- **Consigne écrite 1**: D'après l'extrait présenté, que donnent les participants des Resto du Cœur aux SDF ?

- **Extrait présenté**:
Passer pour antipathique auprès d’un fan de Pascal Obispo, de Muriel Robin ou de n’importe lequel des membres du parti des vertueux des Resto du Cœur ne me dérange pas. Offusquer Pascal Obispo en personne m’amuserait même beaucoup. Mais hélas, ce n’est pas comme si mon avis avait de l’importance pour lui, donc la question n’est pas là. C’est passer pour quelqu’un d’intolérant auprès de l'une de ces personnes qui me gène davantage. Déjà, les Resto du Cœur commence méchamment à me gonfler avec leur sirop de bonheur. Voir la clique des promoteurs d’albums indigents se réunir aux comiques de la génération carambar m’indisposent. Et les voir monopoliser la case générosité dans l’espace public encore plus. Ils donnent un soir de salaire aux SDF, et cela devrait les dérober à toute forme de critique les autres soirs de l’année. Et puis quoi encore ?

« Qu’est-ce que tu fais toi pour pouvoir critiquer ? » dirait Mr Toutlemonde. Rien. Justement, je subis. Et face à ce genre de réponse, il est peut-être vain de vouloir argumenter. Au-delà de la confusion qui s’opérait dans la tête de Mr Toutlemonde entre les intentions louables des Enfoirés (quoique…) et la qualité médiocre du produit fini, j’en venais à douter de l’utilité de dépenser de l’énergie pour défendre l’idée qu’il existe une liste de critères objectifs définissant le Beau. Et qu’il y donc des gens avec des goûts de chiottes. Et que j'aimerai ne pas être obligé de faire avec quand ses gens me les impose sous le nez. Je manque de tolérance, ainsi soit-il.

Alors la tolérance est-elle vraiment une vertu ? La question semble inutile car la réponse évidente : oui. Envisager qu’il puisse en être autrement, alors que notre société l’assimile au besoin de reconnaissance des droits universels de l’homme et au respect des libertés fondamentales, constitue en soit une prise de position difficile à tenir en public. C’est comme une course à handicap. J’aurais trop peur de manquer d’armes conceptuelles et de céder devant les lapalissades du premier enfonceur de portes ouvertes venu.

- **Données fournies**:
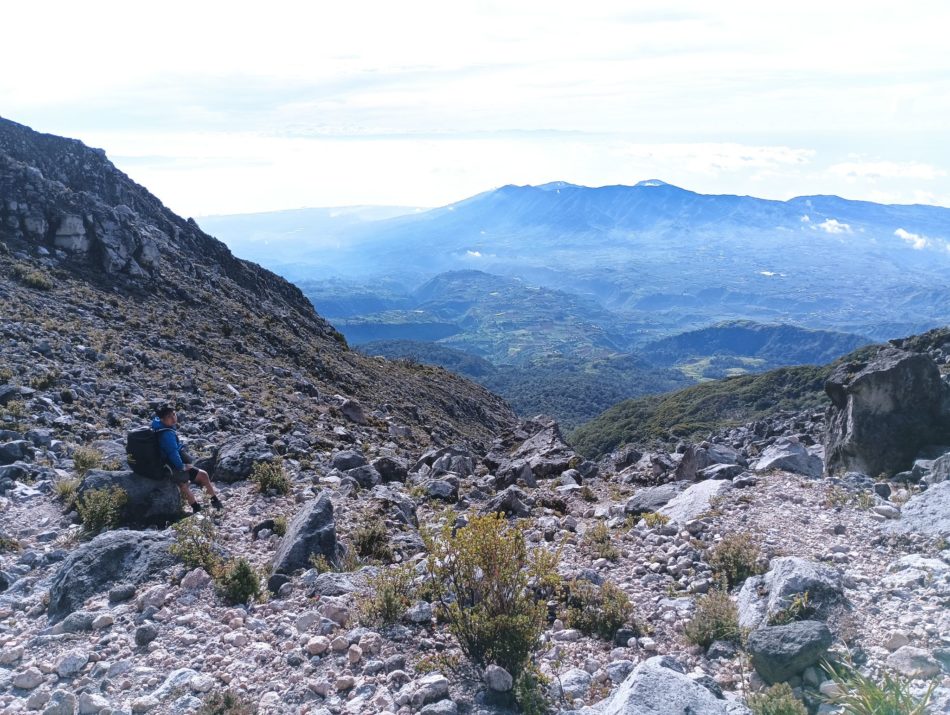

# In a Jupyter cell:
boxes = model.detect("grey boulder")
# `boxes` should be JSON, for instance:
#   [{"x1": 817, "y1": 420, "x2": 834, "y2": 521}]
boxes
[
  {"x1": 273, "y1": 492, "x2": 341, "y2": 574},
  {"x1": 76, "y1": 469, "x2": 181, "y2": 526},
  {"x1": 746, "y1": 621, "x2": 834, "y2": 683},
  {"x1": 591, "y1": 656, "x2": 729, "y2": 715},
  {"x1": 47, "y1": 531, "x2": 175, "y2": 623}
]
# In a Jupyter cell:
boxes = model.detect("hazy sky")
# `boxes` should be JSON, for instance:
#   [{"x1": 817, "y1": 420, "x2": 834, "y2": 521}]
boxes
[{"x1": 0, "y1": 0, "x2": 950, "y2": 216}]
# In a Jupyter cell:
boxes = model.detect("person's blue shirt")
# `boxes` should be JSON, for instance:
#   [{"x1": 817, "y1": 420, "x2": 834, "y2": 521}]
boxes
[{"x1": 152, "y1": 417, "x2": 185, "y2": 472}]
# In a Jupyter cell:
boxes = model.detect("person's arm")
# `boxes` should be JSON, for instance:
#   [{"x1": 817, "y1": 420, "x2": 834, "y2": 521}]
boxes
[{"x1": 158, "y1": 430, "x2": 185, "y2": 472}]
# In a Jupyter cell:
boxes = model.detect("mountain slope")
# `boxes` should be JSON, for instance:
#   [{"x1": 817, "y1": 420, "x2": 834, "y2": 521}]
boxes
[
  {"x1": 212, "y1": 181, "x2": 950, "y2": 339},
  {"x1": 0, "y1": 120, "x2": 513, "y2": 443}
]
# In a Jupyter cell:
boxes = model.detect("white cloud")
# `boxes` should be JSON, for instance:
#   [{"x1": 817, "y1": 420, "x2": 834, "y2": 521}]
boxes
[
  {"x1": 894, "y1": 228, "x2": 930, "y2": 251},
  {"x1": 622, "y1": 142, "x2": 815, "y2": 175},
  {"x1": 828, "y1": 161, "x2": 947, "y2": 181},
  {"x1": 812, "y1": 218, "x2": 853, "y2": 234}
]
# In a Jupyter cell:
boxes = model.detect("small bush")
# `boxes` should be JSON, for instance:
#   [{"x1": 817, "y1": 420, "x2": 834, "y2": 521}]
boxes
[
  {"x1": 251, "y1": 461, "x2": 290, "y2": 494},
  {"x1": 73, "y1": 447, "x2": 102, "y2": 479},
  {"x1": 352, "y1": 521, "x2": 393, "y2": 564},
  {"x1": 747, "y1": 683, "x2": 808, "y2": 715},
  {"x1": 53, "y1": 479, "x2": 79, "y2": 509},
  {"x1": 76, "y1": 487, "x2": 129, "y2": 534},
  {"x1": 769, "y1": 591, "x2": 815, "y2": 626},
  {"x1": 357, "y1": 565, "x2": 413, "y2": 626},
  {"x1": 427, "y1": 514, "x2": 546, "y2": 679},
  {"x1": 196, "y1": 690, "x2": 257, "y2": 715},
  {"x1": 168, "y1": 517, "x2": 221, "y2": 576},
  {"x1": 564, "y1": 580, "x2": 633, "y2": 640},
  {"x1": 584, "y1": 521, "x2": 620, "y2": 561},
  {"x1": 683, "y1": 591, "x2": 741, "y2": 648},
  {"x1": 822, "y1": 663, "x2": 937, "y2": 715},
  {"x1": 642, "y1": 511, "x2": 670, "y2": 529},
  {"x1": 215, "y1": 558, "x2": 261, "y2": 606},
  {"x1": 707, "y1": 534, "x2": 760, "y2": 589},
  {"x1": 13, "y1": 266, "x2": 53, "y2": 290}
]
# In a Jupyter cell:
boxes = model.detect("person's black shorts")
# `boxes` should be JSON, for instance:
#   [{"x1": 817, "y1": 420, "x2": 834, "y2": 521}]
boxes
[{"x1": 172, "y1": 467, "x2": 199, "y2": 484}]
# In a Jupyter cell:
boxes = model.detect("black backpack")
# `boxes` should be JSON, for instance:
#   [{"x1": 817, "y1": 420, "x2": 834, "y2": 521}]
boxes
[{"x1": 125, "y1": 427, "x2": 167, "y2": 479}]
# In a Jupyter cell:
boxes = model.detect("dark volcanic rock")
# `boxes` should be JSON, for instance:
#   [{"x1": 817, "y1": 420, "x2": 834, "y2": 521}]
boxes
[
  {"x1": 48, "y1": 531, "x2": 175, "y2": 623},
  {"x1": 825, "y1": 347, "x2": 950, "y2": 476},
  {"x1": 747, "y1": 621, "x2": 834, "y2": 683},
  {"x1": 274, "y1": 492, "x2": 340, "y2": 573},
  {"x1": 77, "y1": 470, "x2": 181, "y2": 526},
  {"x1": 212, "y1": 434, "x2": 275, "y2": 482}
]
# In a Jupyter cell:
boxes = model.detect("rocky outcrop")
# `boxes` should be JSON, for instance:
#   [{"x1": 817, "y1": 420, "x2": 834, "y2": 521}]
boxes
[
  {"x1": 592, "y1": 656, "x2": 735, "y2": 715},
  {"x1": 747, "y1": 621, "x2": 834, "y2": 683},
  {"x1": 77, "y1": 470, "x2": 181, "y2": 526},
  {"x1": 888, "y1": 481, "x2": 950, "y2": 538},
  {"x1": 47, "y1": 531, "x2": 175, "y2": 623},
  {"x1": 824, "y1": 347, "x2": 950, "y2": 476},
  {"x1": 273, "y1": 492, "x2": 341, "y2": 574}
]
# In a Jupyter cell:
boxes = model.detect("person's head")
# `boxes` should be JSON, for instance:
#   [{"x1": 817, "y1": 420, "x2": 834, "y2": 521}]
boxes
[{"x1": 155, "y1": 405, "x2": 178, "y2": 427}]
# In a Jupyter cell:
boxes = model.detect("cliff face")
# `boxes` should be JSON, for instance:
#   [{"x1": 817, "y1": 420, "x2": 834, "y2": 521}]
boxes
[{"x1": 0, "y1": 119, "x2": 514, "y2": 444}]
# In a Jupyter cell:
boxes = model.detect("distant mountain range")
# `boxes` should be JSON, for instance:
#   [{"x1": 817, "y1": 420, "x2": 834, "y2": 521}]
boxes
[{"x1": 202, "y1": 180, "x2": 950, "y2": 339}]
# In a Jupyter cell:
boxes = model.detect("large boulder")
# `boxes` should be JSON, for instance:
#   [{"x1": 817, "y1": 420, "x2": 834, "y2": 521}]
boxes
[
  {"x1": 736, "y1": 556, "x2": 844, "y2": 628},
  {"x1": 273, "y1": 492, "x2": 341, "y2": 574},
  {"x1": 753, "y1": 437, "x2": 824, "y2": 477},
  {"x1": 212, "y1": 434, "x2": 276, "y2": 482},
  {"x1": 592, "y1": 656, "x2": 730, "y2": 715},
  {"x1": 48, "y1": 531, "x2": 175, "y2": 623},
  {"x1": 886, "y1": 481, "x2": 950, "y2": 538},
  {"x1": 746, "y1": 621, "x2": 834, "y2": 683},
  {"x1": 659, "y1": 480, "x2": 732, "y2": 524},
  {"x1": 824, "y1": 347, "x2": 950, "y2": 476},
  {"x1": 623, "y1": 482, "x2": 686, "y2": 516},
  {"x1": 76, "y1": 469, "x2": 181, "y2": 526}
]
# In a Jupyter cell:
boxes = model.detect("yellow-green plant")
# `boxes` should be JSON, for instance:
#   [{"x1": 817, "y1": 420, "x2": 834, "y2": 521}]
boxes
[
  {"x1": 821, "y1": 662, "x2": 937, "y2": 715},
  {"x1": 563, "y1": 579, "x2": 633, "y2": 640},
  {"x1": 683, "y1": 590, "x2": 742, "y2": 648},
  {"x1": 427, "y1": 514, "x2": 546, "y2": 679},
  {"x1": 706, "y1": 534, "x2": 760, "y2": 589},
  {"x1": 251, "y1": 460, "x2": 290, "y2": 494},
  {"x1": 215, "y1": 558, "x2": 261, "y2": 605},
  {"x1": 746, "y1": 683, "x2": 808, "y2": 715},
  {"x1": 76, "y1": 487, "x2": 129, "y2": 534}
]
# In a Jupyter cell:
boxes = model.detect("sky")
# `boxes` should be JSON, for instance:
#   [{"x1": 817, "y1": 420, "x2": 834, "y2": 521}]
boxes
[{"x1": 0, "y1": 0, "x2": 950, "y2": 217}]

- **Consigne écrite 2**: Repérez chaque ligne des données ci-dessus contenant la chaîne "person" et recopiez-la, en respectant la casse.

- **Résultat obtenu 1**: Un soir de salaire.

- **Résultat obtenu 2**:
boxes = model.detect("person's blue shirt")
boxes = model.detect("person's arm")
boxes = model.detect("person's black shorts")
boxes = model.detect("person's head")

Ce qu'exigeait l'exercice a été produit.